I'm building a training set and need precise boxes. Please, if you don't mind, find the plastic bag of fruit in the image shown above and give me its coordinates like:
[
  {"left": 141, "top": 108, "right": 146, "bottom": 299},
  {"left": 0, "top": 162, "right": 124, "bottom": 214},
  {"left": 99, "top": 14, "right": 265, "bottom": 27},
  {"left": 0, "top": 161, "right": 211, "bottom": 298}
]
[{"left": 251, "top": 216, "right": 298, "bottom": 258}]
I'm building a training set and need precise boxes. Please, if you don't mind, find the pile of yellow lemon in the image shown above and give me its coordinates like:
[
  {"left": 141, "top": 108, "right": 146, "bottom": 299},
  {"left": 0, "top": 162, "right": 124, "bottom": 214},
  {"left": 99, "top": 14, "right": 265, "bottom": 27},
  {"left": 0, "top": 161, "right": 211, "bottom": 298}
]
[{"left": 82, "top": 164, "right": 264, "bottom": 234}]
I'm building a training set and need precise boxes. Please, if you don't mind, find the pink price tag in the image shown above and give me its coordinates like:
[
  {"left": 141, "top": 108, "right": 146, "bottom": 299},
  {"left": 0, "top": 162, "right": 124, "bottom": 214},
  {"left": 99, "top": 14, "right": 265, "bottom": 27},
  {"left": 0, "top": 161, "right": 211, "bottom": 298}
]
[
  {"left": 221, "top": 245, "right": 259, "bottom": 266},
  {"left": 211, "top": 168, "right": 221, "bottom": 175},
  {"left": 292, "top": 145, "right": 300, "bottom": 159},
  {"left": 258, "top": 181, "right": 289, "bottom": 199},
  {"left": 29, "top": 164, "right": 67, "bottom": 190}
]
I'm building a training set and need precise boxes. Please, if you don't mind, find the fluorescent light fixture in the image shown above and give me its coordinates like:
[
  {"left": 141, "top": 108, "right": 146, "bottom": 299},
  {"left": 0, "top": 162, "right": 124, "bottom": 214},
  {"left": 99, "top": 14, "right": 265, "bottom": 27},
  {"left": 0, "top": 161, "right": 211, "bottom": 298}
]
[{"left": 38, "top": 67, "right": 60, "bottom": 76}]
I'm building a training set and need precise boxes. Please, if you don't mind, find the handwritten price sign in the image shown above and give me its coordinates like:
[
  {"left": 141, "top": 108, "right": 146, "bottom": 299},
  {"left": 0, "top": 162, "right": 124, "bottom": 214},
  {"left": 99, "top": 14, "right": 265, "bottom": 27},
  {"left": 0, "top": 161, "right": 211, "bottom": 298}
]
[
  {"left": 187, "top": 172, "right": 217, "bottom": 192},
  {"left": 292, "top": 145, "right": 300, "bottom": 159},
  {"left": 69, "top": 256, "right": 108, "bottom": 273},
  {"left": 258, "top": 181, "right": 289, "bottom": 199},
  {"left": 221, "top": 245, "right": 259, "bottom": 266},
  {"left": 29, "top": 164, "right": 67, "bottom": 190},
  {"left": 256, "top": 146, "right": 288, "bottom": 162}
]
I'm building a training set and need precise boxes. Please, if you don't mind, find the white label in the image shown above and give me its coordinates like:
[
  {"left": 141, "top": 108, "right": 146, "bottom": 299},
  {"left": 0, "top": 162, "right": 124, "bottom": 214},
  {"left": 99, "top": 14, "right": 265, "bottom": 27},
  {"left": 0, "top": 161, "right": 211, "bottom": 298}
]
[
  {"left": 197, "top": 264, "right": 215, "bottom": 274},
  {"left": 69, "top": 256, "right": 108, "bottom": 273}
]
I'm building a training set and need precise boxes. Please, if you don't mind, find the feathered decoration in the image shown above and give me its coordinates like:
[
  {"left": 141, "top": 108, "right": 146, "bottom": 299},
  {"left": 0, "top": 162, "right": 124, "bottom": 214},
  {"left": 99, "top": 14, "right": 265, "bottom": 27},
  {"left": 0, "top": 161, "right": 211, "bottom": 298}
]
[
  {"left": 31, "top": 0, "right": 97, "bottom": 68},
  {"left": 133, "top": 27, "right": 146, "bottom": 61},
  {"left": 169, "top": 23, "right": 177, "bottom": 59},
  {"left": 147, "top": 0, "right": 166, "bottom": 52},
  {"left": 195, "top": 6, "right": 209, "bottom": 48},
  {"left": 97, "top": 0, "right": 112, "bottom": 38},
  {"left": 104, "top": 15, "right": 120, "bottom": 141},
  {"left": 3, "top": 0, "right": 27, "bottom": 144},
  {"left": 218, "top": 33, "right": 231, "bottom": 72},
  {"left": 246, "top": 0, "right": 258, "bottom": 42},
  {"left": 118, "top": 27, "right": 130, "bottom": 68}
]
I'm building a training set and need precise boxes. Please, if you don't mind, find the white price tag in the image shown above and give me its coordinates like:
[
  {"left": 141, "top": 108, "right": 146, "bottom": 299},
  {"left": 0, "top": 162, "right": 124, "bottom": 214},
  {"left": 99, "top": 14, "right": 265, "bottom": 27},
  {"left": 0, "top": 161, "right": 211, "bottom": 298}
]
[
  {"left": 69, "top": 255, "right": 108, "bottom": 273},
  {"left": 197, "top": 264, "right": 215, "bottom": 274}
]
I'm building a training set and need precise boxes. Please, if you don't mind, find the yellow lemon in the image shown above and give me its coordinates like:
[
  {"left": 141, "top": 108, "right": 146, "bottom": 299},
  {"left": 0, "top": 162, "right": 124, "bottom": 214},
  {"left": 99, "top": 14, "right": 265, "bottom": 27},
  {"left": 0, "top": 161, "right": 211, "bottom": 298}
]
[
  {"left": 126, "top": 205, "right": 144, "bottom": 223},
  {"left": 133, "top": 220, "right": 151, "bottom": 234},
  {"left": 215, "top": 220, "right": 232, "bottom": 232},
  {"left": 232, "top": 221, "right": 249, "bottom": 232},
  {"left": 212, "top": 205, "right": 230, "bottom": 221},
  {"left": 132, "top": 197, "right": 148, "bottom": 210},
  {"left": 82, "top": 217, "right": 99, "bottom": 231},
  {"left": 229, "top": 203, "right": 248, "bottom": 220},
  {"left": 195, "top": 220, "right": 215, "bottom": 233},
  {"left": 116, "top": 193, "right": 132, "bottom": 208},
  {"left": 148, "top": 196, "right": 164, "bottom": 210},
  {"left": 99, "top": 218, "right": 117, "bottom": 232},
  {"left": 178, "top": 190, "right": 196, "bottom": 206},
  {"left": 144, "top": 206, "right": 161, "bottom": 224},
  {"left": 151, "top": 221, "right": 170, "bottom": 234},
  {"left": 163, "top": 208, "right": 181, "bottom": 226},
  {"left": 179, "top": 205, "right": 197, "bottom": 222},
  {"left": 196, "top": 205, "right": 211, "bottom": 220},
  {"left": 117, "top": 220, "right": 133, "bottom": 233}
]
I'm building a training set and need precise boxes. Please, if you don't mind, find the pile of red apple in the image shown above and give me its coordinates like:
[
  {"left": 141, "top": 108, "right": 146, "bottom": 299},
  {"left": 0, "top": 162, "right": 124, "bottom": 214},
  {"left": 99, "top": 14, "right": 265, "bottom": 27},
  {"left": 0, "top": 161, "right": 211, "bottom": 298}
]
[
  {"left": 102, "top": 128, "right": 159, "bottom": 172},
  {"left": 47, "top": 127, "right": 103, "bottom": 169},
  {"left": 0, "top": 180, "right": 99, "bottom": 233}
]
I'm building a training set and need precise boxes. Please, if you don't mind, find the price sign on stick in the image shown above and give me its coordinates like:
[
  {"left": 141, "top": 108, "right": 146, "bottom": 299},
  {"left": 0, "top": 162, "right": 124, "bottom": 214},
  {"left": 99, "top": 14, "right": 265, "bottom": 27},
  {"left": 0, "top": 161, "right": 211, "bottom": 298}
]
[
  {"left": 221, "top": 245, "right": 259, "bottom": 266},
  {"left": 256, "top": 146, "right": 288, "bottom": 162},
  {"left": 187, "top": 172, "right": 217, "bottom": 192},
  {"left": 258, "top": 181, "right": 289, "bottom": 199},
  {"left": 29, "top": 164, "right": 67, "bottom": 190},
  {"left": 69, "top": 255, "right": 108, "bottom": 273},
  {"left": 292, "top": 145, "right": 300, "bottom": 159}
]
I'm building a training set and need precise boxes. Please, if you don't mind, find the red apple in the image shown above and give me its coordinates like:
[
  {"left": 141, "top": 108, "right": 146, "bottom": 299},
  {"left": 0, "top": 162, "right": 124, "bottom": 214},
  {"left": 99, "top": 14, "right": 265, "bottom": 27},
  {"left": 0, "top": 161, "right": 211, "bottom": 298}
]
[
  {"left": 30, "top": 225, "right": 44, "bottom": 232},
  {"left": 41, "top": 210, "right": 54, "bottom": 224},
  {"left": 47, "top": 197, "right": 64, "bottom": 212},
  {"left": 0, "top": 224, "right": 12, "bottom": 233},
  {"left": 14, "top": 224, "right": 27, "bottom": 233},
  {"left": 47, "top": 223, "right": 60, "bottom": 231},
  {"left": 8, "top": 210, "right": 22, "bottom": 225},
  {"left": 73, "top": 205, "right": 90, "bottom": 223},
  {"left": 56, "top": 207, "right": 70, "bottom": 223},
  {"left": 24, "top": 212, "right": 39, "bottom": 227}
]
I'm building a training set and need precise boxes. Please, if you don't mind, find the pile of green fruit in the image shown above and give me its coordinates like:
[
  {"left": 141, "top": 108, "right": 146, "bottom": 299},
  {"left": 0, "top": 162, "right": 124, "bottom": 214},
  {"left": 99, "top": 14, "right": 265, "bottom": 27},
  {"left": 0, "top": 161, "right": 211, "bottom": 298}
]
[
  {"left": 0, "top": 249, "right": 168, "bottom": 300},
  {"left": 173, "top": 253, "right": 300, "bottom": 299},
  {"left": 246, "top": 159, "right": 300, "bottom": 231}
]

#### Problem
Count the lines in the records above that contain the string "lemon", and give only that number.

#### Finished task
2